-------- INFORMATION PROVIDED

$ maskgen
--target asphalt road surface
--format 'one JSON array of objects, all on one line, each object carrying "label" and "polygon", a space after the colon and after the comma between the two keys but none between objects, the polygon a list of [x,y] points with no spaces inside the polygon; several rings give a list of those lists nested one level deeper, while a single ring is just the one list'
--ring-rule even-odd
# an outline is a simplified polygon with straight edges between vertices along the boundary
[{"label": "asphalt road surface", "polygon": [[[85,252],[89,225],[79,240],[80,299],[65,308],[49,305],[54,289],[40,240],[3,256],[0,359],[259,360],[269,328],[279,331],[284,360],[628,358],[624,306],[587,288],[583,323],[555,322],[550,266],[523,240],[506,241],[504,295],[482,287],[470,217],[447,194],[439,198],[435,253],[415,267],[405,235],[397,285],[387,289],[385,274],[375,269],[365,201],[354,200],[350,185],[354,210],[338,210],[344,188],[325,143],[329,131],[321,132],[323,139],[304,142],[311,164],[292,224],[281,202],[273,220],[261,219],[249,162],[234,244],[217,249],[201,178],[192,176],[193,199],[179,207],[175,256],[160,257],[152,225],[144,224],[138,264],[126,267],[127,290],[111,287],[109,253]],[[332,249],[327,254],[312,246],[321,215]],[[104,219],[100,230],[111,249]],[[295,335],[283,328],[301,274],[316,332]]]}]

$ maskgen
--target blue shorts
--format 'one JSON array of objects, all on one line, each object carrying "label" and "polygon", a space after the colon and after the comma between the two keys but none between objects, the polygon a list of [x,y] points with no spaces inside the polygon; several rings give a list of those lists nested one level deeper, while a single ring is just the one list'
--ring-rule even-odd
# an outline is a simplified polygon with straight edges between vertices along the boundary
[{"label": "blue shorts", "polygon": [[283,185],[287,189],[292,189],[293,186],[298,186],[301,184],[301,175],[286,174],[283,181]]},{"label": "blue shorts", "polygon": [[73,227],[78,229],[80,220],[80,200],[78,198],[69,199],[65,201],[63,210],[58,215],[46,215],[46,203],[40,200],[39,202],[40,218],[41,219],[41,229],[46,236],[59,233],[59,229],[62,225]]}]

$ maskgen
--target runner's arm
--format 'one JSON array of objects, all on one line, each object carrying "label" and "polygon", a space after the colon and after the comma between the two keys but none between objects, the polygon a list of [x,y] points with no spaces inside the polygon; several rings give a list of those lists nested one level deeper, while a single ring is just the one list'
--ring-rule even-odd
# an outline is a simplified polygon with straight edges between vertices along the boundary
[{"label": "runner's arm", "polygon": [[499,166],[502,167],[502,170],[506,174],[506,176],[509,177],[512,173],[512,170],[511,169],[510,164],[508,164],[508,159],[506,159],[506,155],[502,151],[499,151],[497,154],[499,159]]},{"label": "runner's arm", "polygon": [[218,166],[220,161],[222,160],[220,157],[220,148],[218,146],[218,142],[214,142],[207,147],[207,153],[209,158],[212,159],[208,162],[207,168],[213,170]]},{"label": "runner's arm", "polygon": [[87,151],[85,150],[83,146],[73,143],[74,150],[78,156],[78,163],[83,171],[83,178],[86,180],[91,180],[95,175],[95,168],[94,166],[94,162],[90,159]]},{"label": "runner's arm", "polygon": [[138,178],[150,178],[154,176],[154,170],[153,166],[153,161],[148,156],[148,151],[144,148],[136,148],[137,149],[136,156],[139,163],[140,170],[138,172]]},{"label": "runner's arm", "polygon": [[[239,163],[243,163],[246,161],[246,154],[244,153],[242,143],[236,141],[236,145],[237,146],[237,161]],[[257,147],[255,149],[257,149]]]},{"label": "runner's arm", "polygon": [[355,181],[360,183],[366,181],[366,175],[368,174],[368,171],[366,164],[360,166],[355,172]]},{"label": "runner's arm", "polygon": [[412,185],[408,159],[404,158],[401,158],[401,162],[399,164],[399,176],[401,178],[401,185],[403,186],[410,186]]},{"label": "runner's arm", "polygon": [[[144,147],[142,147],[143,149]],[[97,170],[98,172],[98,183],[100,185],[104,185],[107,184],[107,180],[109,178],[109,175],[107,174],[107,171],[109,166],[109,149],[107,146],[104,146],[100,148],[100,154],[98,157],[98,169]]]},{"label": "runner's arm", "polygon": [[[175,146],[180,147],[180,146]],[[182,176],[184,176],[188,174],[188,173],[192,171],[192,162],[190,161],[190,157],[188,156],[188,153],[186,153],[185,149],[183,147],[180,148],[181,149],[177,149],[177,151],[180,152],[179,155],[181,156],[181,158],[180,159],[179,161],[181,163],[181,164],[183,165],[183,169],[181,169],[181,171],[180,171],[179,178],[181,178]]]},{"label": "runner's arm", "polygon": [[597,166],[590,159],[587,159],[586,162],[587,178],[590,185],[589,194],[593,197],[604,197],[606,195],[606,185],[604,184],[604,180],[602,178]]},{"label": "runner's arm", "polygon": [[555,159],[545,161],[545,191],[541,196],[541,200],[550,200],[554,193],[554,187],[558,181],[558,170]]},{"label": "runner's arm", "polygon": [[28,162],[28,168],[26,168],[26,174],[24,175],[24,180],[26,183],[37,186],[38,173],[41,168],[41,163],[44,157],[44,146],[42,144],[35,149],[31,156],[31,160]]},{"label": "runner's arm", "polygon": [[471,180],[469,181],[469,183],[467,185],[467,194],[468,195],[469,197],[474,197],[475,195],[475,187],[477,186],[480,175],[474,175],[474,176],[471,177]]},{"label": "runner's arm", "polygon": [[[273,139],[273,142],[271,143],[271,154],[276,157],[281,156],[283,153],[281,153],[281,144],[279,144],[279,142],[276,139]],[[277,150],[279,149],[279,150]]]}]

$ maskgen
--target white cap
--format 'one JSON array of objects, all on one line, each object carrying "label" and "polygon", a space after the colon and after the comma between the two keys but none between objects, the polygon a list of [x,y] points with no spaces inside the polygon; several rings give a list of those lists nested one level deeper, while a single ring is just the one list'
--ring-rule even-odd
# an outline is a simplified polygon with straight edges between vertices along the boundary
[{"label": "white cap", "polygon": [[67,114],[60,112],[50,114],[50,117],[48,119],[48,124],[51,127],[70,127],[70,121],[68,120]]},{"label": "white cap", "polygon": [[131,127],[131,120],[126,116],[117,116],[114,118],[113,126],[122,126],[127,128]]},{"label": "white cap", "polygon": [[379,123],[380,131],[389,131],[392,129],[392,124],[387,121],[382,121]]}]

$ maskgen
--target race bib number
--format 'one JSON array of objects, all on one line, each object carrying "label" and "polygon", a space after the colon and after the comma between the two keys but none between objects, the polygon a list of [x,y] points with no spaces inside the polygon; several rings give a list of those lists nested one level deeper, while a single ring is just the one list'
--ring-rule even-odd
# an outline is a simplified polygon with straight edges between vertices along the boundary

----------------

Pull out every line of the data above that contains the string "target".

--target asphalt road surface
--target blue shorts
--target runner's arm
--target white cap
--target race bib number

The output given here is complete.